*Aufgabenstellung 1*:
Können Sie aus dem Textausschnitt über das Hugenottenmuseum Friedrichstal unten die Passage von „Die Räume im“ bis „z. B. Zwingli.“ wortgetreu niederschreiben?

*Textausschnitt*:
......
Das Heimat- und Hugenottenmuseum Friedrichstal im ehemaligen Schulhaus (1873 erbaut) widmet sich schwerpunktmäßig der Geschichte der Hugenotten, welche 1699 die Gemeinde Friedrichstal gründeten. Dazu wird neben ortstypischen Handwerken der von den französischen Glaubensflüchtlingen eingeführte Tabakanbau dokumentiert. Außer der „Alt- Friedrichstaler“ Wohnung ist auch ein historisches Klassenzimmer zu sehen.

Die Räume im Hugenottenmuseum Friedrichstal

Saal der Picardie

Im Saal der Picardie wird mit Texten, Bildern, Karten und Zeitleisten die Vorgeschichte und Entwicklung der Reformation in Frankreich dargestellt: Katharer, Waldenser, Calvin und weitere Reformatoren wie z. B. Zwingli.

Zahlreiche Exponate im Hugenottenmuseum Friedrichstal stammen aus der Picardie, der Heimat des ersten Bürgermeisters der Gemeinde, Jacques de Gorenflo wie auch dessen Heiratsurkunde (Amiens 1671). Mit der Gemeinde Saint Riquier in der Picardie besteht seit drei Jahrzehnten eine enge Partnerschaft.

Auch die Wallonen finden Erwähnung, besonders da eine aus dem heutigen Belgien stammende Familie- Herlan- zu den Ortsgründern gehörte.

Historischer Webstuhl
Historischer Webstuhl

Ein Webstuhl und verschiedene Geräte zur Bearbeitung von Wolle, Hanf und Leinen weisen auf einige von den Neusiedlern ausgeübte Tätigkeiten hin.

Hugenottensaal

Im Hugenottensaal wird die Geschichte der Hugenotten mit den Schwerpunkten Batholomäusnacht, Edikt von Nantes, Widerrufung dessen, Verfolgung, Kirche in der Wüste, Cevennenkriege und Flucht in die Nachbarländer- bis nach Südafrika- aufgezeigt.
......
*Eingabe*:
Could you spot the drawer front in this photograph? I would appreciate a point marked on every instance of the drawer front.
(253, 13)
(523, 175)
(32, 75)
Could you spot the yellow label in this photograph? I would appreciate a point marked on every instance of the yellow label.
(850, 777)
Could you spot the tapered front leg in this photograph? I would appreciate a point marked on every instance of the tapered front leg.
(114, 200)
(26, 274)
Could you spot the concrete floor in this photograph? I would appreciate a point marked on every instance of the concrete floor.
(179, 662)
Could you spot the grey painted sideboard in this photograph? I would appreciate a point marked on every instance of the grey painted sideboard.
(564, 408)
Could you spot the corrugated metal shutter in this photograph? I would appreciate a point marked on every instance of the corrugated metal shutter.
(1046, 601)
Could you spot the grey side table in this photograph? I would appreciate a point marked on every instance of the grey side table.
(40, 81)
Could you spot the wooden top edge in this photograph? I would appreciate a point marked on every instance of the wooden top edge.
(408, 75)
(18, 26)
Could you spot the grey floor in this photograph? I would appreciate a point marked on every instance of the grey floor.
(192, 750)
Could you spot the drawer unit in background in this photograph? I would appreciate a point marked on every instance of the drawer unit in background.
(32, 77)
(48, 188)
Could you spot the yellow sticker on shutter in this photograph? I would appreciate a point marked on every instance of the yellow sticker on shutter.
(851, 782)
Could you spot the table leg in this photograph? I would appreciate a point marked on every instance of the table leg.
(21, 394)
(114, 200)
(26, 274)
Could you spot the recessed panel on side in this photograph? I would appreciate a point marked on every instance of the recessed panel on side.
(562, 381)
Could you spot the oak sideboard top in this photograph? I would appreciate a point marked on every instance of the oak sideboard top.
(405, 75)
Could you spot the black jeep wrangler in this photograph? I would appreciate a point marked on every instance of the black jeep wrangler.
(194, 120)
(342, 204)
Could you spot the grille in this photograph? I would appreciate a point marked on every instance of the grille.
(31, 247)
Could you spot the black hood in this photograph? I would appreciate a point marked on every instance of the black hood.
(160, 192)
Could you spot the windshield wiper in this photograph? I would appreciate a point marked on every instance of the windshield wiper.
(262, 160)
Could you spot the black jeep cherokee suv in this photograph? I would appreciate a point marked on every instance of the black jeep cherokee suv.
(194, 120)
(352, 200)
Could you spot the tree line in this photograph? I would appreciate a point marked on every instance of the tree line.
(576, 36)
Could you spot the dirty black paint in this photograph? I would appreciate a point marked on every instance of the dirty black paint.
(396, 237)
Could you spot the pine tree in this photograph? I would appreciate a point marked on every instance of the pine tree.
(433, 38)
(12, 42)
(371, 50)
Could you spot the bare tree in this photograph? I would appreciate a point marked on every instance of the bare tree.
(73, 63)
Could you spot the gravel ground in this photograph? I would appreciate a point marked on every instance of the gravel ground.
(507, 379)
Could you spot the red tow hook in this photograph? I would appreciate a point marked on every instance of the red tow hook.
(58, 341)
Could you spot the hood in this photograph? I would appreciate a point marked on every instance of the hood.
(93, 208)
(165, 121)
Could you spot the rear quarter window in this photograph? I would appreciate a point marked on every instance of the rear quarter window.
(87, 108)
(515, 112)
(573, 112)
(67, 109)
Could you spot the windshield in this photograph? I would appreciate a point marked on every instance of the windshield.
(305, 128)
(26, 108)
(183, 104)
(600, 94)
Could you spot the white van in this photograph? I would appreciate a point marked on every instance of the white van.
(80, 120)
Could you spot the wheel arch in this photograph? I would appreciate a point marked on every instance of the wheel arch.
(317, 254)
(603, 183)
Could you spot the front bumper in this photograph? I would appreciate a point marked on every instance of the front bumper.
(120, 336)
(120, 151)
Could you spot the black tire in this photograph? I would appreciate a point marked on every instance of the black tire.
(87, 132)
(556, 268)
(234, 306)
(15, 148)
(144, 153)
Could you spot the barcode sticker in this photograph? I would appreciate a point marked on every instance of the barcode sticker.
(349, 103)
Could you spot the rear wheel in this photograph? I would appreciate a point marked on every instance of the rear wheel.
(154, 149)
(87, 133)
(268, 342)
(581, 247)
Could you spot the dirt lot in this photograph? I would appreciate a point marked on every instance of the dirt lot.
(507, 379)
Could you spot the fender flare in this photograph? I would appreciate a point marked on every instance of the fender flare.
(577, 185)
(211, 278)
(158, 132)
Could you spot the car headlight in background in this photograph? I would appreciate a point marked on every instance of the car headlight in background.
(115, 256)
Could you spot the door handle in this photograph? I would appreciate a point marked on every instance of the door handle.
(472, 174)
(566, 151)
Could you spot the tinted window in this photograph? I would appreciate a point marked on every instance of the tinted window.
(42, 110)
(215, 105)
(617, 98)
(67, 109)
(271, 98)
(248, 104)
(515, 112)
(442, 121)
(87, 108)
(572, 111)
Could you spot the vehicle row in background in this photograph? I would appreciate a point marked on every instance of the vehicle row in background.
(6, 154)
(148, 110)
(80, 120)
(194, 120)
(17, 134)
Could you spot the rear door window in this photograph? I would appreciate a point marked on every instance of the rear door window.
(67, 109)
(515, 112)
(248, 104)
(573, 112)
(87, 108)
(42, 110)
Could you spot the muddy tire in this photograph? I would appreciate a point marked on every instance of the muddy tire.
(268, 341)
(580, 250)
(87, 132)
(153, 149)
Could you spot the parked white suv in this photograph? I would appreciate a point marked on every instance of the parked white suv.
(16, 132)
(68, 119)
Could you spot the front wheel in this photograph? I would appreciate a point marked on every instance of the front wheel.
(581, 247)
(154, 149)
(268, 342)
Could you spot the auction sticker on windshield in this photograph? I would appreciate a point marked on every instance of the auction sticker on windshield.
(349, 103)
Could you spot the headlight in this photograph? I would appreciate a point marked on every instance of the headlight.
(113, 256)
......
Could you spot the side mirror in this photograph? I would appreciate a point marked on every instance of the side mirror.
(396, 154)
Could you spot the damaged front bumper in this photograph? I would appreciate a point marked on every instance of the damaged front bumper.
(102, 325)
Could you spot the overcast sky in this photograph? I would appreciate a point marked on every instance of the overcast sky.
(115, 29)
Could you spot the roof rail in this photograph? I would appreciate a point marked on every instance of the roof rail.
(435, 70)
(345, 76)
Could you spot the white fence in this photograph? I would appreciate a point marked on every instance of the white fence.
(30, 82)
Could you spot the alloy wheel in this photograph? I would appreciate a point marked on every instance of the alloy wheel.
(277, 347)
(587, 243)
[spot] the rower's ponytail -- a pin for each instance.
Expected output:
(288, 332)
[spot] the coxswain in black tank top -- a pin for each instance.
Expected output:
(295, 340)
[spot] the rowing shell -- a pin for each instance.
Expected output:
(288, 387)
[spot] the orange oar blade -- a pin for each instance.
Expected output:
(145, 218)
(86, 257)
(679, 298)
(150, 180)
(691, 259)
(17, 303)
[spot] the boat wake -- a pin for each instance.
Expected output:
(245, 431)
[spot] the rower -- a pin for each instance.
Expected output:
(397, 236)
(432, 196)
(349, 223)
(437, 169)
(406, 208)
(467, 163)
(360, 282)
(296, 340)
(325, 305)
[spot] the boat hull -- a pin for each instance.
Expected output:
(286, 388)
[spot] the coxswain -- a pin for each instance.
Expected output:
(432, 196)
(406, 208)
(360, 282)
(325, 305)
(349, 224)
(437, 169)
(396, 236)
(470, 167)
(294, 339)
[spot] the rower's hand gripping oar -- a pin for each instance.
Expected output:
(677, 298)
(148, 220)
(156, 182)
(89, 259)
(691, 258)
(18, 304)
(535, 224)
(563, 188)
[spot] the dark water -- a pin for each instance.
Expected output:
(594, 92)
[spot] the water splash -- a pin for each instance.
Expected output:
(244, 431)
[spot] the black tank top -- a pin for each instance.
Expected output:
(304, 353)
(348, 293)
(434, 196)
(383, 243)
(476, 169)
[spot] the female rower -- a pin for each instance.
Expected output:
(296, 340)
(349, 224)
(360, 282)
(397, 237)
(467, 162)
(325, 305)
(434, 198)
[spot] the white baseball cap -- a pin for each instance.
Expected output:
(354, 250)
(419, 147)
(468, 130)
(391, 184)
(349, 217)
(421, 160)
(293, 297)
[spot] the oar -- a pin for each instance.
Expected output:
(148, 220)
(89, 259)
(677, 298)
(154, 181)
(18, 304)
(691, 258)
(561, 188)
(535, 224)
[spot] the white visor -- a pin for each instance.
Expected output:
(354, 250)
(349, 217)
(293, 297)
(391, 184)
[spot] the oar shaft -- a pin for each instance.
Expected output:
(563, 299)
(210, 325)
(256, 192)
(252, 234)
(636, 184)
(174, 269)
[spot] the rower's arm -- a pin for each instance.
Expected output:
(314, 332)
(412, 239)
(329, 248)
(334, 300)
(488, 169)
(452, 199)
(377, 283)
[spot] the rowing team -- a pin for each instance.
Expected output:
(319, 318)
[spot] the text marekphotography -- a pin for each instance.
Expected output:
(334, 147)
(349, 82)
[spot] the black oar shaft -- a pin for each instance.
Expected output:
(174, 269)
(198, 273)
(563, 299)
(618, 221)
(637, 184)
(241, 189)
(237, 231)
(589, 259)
......
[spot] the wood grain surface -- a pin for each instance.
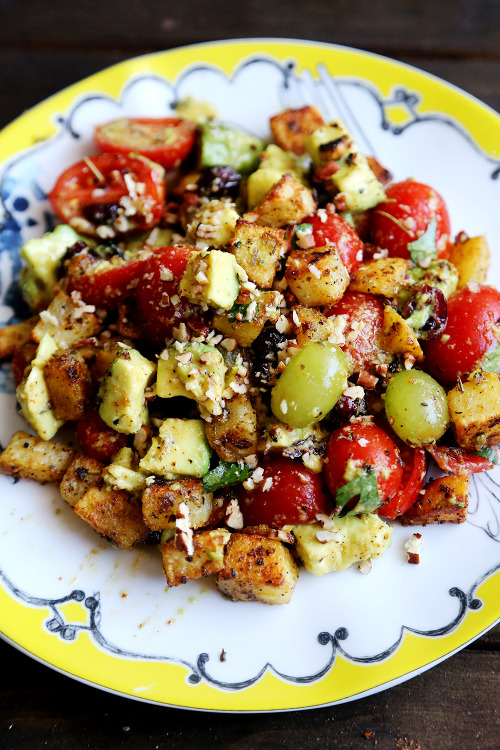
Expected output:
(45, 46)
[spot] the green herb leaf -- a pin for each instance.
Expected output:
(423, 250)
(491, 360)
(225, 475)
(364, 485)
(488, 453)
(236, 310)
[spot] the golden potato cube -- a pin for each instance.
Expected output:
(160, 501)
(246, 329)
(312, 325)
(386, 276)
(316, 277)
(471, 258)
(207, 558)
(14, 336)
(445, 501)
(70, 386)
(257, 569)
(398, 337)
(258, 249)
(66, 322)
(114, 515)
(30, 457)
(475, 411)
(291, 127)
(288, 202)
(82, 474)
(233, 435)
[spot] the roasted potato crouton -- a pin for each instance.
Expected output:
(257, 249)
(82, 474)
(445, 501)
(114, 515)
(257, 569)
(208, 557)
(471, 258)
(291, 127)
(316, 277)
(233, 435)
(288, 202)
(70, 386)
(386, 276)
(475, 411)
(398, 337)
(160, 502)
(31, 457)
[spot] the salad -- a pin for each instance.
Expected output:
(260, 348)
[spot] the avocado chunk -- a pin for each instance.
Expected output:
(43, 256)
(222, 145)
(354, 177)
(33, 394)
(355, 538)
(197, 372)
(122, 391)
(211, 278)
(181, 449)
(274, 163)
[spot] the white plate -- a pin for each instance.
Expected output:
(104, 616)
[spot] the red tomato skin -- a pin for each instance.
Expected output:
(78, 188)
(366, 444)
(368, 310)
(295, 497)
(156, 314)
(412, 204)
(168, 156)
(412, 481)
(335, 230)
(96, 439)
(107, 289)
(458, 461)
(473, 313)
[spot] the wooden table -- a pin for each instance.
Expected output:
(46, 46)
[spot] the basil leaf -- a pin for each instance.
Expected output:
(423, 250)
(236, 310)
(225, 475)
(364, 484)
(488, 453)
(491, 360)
......
*Aufgabenstellung 2*:
Können Sie aus der obigen Auflistung jede Zeile sammeln, in der das Wort „coxswain“ vorkommt?

*Vollständige Ausgabe 1*:
Die Räume im Hugenottenmuseum Friedrichstal

Saal der Picardie

Im Saal der Picardie wird mit Texten, Bildern, Karten und Zeitleisten die Vorgeschichte und Entwicklung der Reformation in Frankreich dargestellt: Katharer, Waldenser, Calvin und weitere Reformatoren wie z. B. Zwingli.

*Vollständige Ausgabe 2*:
[spot] the coxswain in black tank top -- a pin for each instance.
[spot] the coxswain -- a pin for each instance.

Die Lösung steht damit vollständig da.